**Tasks to complete**
(a) According to the passage on confidence intervals, why do confidence intervals not work so well when comparisons are paired?
(b) Pick out each line in the rows below that contains the word "tree".

--- Begin Excerpt to read ---

But there is one issue here that might get overlooked in the graph. Normally, one can use confidence intervals to judge significance. Specifically, when confidence intervals do not overlap, or overlap only a little, one can hazard a guess that the difference is significant. This was evident in our basic analysis of the independent-samples t-test above (Section 6.1.1), the Dr. Harpo data. Note that the confidence intervals cross just a little, and the p-value is borderline significant.

However, this trick that compares confidence intervals only works with independent-samples (or between-subjects tests). When the comparisons are paired (or repeated measures), confidence intervals do not work so well because they over-estimate the error. That is, they are too wide. Notice here that the confidence intervals cross each other a lot, yet the effect is significant. This is common in paired-samples (or repeated-measures) data.


6.2.1.3 Reporting

What follows is how one might report this analysis:

“The 20 students in Dr. Chico’s class scored a little bit higher on the second exam (M = 58.4, SD = 6.41) than they did on the first exam (M = 57.0, SD = 6.62). This difference in means was highly significant according to a paired t-test, t(19) = 6.48, p < .001, with a strong effect size (d = 1.45).”

--- End Excerpt to read ---
--- Begin Provided records ---

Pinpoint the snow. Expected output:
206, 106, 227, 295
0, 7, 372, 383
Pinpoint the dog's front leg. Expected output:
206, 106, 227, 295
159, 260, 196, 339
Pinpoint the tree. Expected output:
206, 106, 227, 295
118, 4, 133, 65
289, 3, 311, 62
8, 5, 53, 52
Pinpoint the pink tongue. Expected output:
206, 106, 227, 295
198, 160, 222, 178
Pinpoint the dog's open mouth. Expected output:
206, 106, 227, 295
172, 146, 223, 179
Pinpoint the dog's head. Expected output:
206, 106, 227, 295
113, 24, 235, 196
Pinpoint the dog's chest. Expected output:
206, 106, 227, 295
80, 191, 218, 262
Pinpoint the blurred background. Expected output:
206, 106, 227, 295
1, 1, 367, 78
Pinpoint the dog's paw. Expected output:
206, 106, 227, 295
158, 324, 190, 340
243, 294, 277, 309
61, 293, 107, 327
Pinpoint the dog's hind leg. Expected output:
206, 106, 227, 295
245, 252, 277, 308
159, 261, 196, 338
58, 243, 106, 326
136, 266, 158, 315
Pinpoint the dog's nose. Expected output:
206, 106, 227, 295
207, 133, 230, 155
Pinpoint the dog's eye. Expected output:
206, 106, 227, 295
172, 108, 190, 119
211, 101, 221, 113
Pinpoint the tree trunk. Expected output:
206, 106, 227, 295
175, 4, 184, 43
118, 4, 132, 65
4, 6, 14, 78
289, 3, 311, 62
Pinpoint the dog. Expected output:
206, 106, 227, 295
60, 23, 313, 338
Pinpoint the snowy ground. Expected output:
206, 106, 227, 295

--- End Provided records ---

**Results**
(a) They over-estimate the error, which makes them too wide.

(b)
Pinpoint the tree. Expected output:
Pinpoint the tree trunk. Expected output:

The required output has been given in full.